#### PROVIDED TEXT:
▼
The other reports (eg., combined_reference/report.html) do show the data when I view them in the Chrome browser. It just seems to be the main report.html file. The main report file and the log are attached.

metaquast.log.zip report.html.zip

alexeigurevich commented 6 years ago

We found the cause of the problem, finally! It is a known bug of 5.0.0 that is fixed here and will be available since 5.0.1 (planned for this week). Sorry, I completely forgot about this fix and didn't catch that it is related to your issue, too.

The issue occurs only in MetaQUAST and only when using --split-scaffolds option. This is due to not fully-correct renaming of --scaffolds to --split-scaffolds in v.5.0.0. There is a simple workaround for the issue -- just use a short version of this option (-s) in your command! It remains the same in both v.4. and v.5.. Please rerun your assessment again and everything should be fine this time (you can use the same output dir to reuse already generated stuff and speed up the overall evaluation).

Note that the minimap2 issue that you originally reported is also caused by this --split-scaffolds problem. Also note that you probably don't need to use --split-scaffolds/-s anymore, since starting from v.5. we report scaffold gap misassemblies and other scaffold-related metrics always when we see stretches of N's in input assemblies. In v.4. they were calculated only if the corresponding option is specified. Thus, the only thing that --split-scaffolds/-s is now doing is adding "_broken" versions of the input assemblies to the evaluation.

nick-youngblut commented 6 years ago

Thanks for figuring out the issue! I did try re-running with -s instead of --split-scaffolds and it seemed to complete successfully

alexeigurevich commented 6 years ago

Great to hear that!
▲
#### SOURCE DATA:
▼
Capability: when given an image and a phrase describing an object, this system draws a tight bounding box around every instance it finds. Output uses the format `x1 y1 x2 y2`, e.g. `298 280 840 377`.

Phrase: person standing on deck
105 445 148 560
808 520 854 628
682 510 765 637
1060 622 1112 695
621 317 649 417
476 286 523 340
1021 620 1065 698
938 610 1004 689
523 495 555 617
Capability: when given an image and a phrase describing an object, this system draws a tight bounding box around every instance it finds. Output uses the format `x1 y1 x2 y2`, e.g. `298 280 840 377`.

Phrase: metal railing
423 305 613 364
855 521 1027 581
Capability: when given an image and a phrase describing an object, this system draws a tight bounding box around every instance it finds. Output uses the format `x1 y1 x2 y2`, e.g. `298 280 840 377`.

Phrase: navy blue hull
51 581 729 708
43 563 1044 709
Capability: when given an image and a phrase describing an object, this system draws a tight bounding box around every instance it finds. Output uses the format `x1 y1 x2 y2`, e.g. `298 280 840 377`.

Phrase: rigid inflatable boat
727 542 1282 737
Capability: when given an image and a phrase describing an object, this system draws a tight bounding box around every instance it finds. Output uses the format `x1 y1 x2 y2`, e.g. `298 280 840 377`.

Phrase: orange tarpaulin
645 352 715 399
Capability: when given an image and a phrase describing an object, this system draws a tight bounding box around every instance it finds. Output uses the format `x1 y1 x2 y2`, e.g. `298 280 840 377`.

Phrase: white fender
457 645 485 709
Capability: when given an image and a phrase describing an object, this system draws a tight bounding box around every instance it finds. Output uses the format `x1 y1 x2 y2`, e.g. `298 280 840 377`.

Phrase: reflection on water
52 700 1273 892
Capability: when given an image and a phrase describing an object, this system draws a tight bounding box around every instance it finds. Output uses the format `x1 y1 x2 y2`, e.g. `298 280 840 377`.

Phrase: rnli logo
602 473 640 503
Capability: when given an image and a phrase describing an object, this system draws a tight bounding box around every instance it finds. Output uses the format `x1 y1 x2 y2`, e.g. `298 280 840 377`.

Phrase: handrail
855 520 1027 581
▲
#### STUDY QUESTIONS:
(a) According to the MetaQUAST thread, in which version will the fix for the known 5.0.0 bug be available?
(b) Print the MetaQUAST thread from "We found the" up to and including "your issue, too.".
(c) Translate this sentence from the MetaQUAST thread into Spanish: "The issue occurs only in MetaQUAST and only when using --split-scaffolds option."

#### YOUR RESPONSES:
(a) Version 5.0.1

(b)
We found the cause of the problem, finally! It is a known bug of 5.0.0 that is fixed here and will be available since 5.0.1 (planned for this week). Sorry, I completely forgot about this fix and didn't catch that it is related to your issue, too.

(c) El problema ocurre solo en MetaQUAST y solo al usar la opción --split-scaffolds.